--- DATA ROWS ---
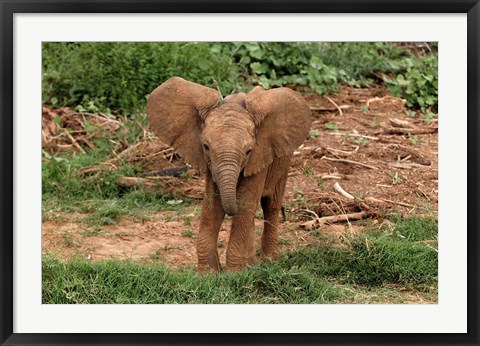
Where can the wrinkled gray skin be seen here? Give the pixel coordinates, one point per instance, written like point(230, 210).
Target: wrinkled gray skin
point(244, 144)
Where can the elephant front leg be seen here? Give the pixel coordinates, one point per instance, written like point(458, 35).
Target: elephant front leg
point(210, 223)
point(241, 245)
point(271, 205)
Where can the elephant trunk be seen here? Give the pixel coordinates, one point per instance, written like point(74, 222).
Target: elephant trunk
point(227, 177)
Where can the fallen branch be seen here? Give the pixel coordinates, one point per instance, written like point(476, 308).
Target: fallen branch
point(343, 152)
point(336, 106)
point(349, 161)
point(399, 123)
point(381, 200)
point(411, 131)
point(330, 176)
point(352, 135)
point(341, 191)
point(73, 141)
point(332, 219)
point(407, 165)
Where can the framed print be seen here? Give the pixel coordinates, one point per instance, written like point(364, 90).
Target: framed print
point(255, 172)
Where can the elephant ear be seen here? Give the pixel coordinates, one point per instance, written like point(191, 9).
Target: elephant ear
point(282, 119)
point(176, 110)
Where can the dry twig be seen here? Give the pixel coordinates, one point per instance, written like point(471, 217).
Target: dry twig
point(341, 191)
point(336, 106)
point(349, 161)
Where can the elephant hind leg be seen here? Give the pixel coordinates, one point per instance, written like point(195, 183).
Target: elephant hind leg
point(271, 209)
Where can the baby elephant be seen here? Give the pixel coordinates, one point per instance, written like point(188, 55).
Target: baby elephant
point(244, 144)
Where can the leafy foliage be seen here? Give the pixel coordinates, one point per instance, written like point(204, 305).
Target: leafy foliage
point(418, 84)
point(118, 76)
point(114, 76)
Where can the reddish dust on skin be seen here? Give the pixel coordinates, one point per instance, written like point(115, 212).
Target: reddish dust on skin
point(377, 153)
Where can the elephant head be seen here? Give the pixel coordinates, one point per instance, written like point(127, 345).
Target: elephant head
point(233, 138)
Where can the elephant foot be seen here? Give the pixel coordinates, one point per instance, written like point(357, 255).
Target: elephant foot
point(269, 253)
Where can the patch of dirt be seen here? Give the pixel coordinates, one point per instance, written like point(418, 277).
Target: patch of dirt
point(385, 159)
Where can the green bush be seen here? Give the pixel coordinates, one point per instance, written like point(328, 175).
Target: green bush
point(118, 76)
point(418, 84)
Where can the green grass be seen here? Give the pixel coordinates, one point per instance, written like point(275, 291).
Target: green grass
point(375, 267)
point(116, 77)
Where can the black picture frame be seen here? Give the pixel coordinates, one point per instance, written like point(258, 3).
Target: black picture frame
point(9, 7)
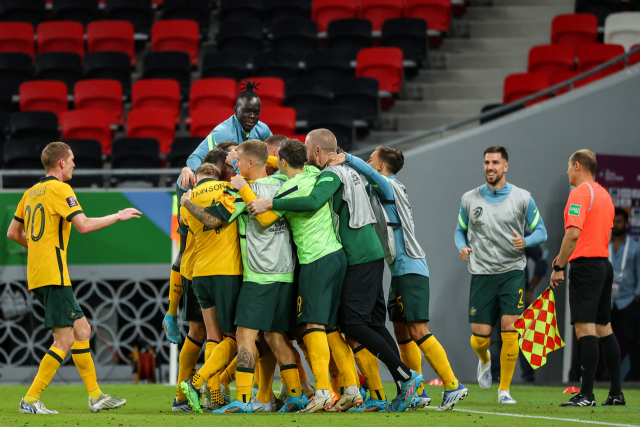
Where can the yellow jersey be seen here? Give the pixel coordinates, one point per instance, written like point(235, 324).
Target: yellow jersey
point(217, 250)
point(46, 210)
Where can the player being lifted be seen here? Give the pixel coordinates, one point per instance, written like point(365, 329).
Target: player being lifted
point(42, 223)
point(489, 234)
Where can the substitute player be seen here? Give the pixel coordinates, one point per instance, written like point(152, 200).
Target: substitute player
point(588, 219)
point(489, 234)
point(42, 224)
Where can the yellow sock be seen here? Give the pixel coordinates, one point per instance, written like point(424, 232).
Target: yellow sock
point(81, 354)
point(343, 356)
point(267, 365)
point(221, 355)
point(437, 358)
point(187, 363)
point(175, 291)
point(368, 365)
point(48, 367)
point(508, 358)
point(244, 380)
point(412, 357)
point(480, 345)
point(319, 354)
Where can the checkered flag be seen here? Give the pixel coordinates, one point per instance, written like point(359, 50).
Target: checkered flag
point(538, 330)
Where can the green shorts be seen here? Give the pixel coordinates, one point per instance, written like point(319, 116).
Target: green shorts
point(266, 307)
point(222, 293)
point(495, 295)
point(60, 305)
point(319, 287)
point(408, 298)
point(191, 311)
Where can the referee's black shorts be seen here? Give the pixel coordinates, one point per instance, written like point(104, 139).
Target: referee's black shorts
point(590, 281)
point(362, 295)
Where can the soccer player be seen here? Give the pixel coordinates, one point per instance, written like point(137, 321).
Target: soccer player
point(362, 306)
point(408, 303)
point(489, 234)
point(42, 224)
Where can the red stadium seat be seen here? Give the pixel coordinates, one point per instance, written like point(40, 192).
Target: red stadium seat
point(574, 29)
point(520, 85)
point(281, 120)
point(61, 36)
point(551, 59)
point(44, 95)
point(87, 124)
point(270, 91)
point(204, 120)
point(17, 37)
point(213, 92)
point(111, 36)
point(383, 64)
point(155, 123)
point(100, 94)
point(325, 11)
point(378, 11)
point(177, 35)
point(157, 93)
point(437, 13)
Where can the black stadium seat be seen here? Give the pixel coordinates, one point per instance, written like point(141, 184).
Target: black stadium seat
point(63, 66)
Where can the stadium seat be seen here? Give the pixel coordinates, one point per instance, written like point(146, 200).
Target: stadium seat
point(383, 64)
point(61, 36)
point(246, 38)
point(227, 64)
point(284, 65)
point(17, 37)
point(350, 35)
point(271, 90)
point(138, 12)
point(15, 69)
point(111, 66)
point(82, 11)
point(100, 94)
point(360, 94)
point(87, 124)
point(193, 10)
point(40, 125)
point(177, 35)
point(63, 66)
point(281, 120)
point(157, 93)
point(43, 95)
point(155, 123)
point(31, 11)
point(325, 11)
point(574, 30)
point(169, 65)
point(521, 85)
point(600, 8)
point(328, 63)
point(204, 120)
point(378, 11)
point(551, 59)
point(112, 36)
point(623, 29)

--- AIM ---
Can you repeat the material above word for word, leaving out the pictures?

--- RESPONSE FOR THIS EXERCISE ---
Where can the wrinkled gray skin be seen here? Give the pixel coordinates, one point per instance, written like point(230, 210).
Target: wrinkled gray skin
point(244, 144)
Where can the elephant front leg be seen here? Give the pixel coordinates, one point per instance, written like point(458, 35).
Target: elephant front leg
point(210, 223)
point(241, 245)
point(271, 205)
Where can the elephant trunk be seen here? Give the pixel coordinates, one point per instance, written like point(74, 222).
Target: elephant trunk
point(227, 177)
Where can the fallen branch be seen here? Give the pixel coordinates, one point per instance, written like point(476, 308).
Target: fallen branch
point(343, 152)
point(336, 106)
point(349, 161)
point(399, 123)
point(381, 200)
point(411, 131)
point(330, 176)
point(352, 135)
point(341, 191)
point(73, 141)
point(332, 219)
point(407, 165)
Where can the framed print be seen here? Give the pixel coordinates, one point per instance, written like point(364, 90).
Target: framed print
point(255, 172)
Where can the elephant ear be seen here? Give the pixel coordinates, one point per instance, written like point(191, 9).
Target: elephant ear
point(282, 119)
point(176, 110)
Where can the dry twig be seen here? Give the pixel coordinates, one point per instance, written like point(471, 217).
Target: dry twig
point(341, 191)
point(336, 106)
point(349, 161)
Where can the elephant hind leg be seen here? Give the pixel coordinates, one point per instance, written like point(195, 183).
Target: elephant hind leg
point(271, 209)
Where can the baby elephant be seen here? Give the pixel coordinates, one point per instance, written like point(188, 55).
Target: baby elephant
point(244, 144)
Where can the leafy foliage be seen here? Give the pixel coordinates, one point per instance, written like point(204, 305).
Target: leafy foliage
point(418, 84)
point(118, 76)
point(114, 76)
Where can the reddish dust on skin be seen here? Give the pixel coordinates, one point per instance, written like point(115, 212).
Target: reddish dust on skin
point(377, 153)
Where can the elephant head be seen here? Give the pixel coordinates, one point per instance, written like point(127, 345).
Target: elephant head
point(233, 138)
Where can the elephant foot be seen here? Give the pixel coordinates, one point per instance, written like point(357, 255).
Target: elephant foot
point(269, 253)
Where can the patch of dirt be seen here? Give the pixel coordinates, one point per instance, written like point(418, 277).
Target: patch of dirt
point(385, 159)
Where can the green bush be seen here? Give the pixel coordinates, one point per instance, written like point(328, 175).
Target: green bush
point(118, 76)
point(418, 84)
Where can the green grass be seen here? Give the pixel coordinates, one point per instance, written like point(275, 291).
Target: green grass
point(375, 267)
point(116, 77)
Where can the black picture frame be seen here? Give the pixel coordinates, one point per instance, written like point(258, 3).
Target: black picture frame
point(9, 7)
Where can the yellow jersey be seen here? Give the pixel coordinates, one point per instance, written like point(235, 324).
Target: yellow jersey
point(217, 250)
point(46, 210)
Where can the player being lifted be seen here? Give the pixel coordinates, one point per instance, written like point(365, 329).
Target: player being lifted
point(42, 223)
point(489, 234)
Where can the substitute player be seen here? Give the pixel coordinates, one point per instance, written like point(152, 200).
Target: substitute player
point(588, 219)
point(489, 234)
point(42, 224)
Where can the yellow sock be seen here? Give the pixel coordinates, one point per instance, written like point(424, 232).
Target: yellow sock
point(81, 354)
point(343, 356)
point(267, 365)
point(221, 355)
point(437, 358)
point(187, 363)
point(175, 291)
point(368, 365)
point(48, 367)
point(508, 358)
point(244, 380)
point(412, 357)
point(480, 345)
point(319, 354)
Where can the checkered flag be seen here? Give the pixel coordinates, one point per instance, written like point(359, 50).
Target: checkered flag
point(538, 330)
Where can the green shorts be seen here? Give the pixel coordinates, one point per instance, written like point(319, 116).
Target: green shorts
point(266, 307)
point(222, 293)
point(495, 295)
point(60, 305)
point(319, 287)
point(408, 298)
point(191, 311)
Where can the referee's black shorts be seen here? Give the pixel coordinates, one point per instance, written like point(104, 139).
Target: referee's black shorts
point(590, 281)
point(362, 295)
Where can the soccer player be seen here? Give the pixel coordinates, one point per instance, written like point(137, 321).
Target: soccer player
point(362, 306)
point(408, 303)
point(489, 234)
point(42, 224)
Where can the red stadium seat be seen here? Give the pixel coordinates, one point per instance, written like point(40, 192).
Target: red stadium seat
point(574, 29)
point(520, 85)
point(281, 120)
point(61, 36)
point(551, 59)
point(44, 95)
point(87, 124)
point(270, 91)
point(204, 120)
point(17, 37)
point(213, 92)
point(111, 36)
point(383, 64)
point(155, 123)
point(100, 94)
point(325, 11)
point(378, 11)
point(177, 35)
point(157, 93)
point(437, 13)
Where can the black stadium seat be seen here? Give the pixel coordinates, one point per instance, written like point(141, 184).
Target: black stadium seat
point(63, 66)
Where can the stadium seat be seen here? Give the pixel coordinates, one point per instance, written like point(146, 200).
Target: stadium seat
point(383, 64)
point(61, 36)
point(246, 38)
point(227, 64)
point(284, 65)
point(17, 37)
point(350, 35)
point(271, 90)
point(138, 12)
point(15, 69)
point(111, 66)
point(82, 11)
point(100, 94)
point(360, 94)
point(87, 124)
point(193, 10)
point(40, 125)
point(177, 35)
point(63, 66)
point(281, 120)
point(157, 93)
point(43, 95)
point(155, 123)
point(31, 11)
point(325, 11)
point(574, 30)
point(169, 65)
point(521, 85)
point(600, 8)
point(328, 63)
point(204, 120)
point(378, 11)
point(551, 59)
point(112, 36)
point(623, 29)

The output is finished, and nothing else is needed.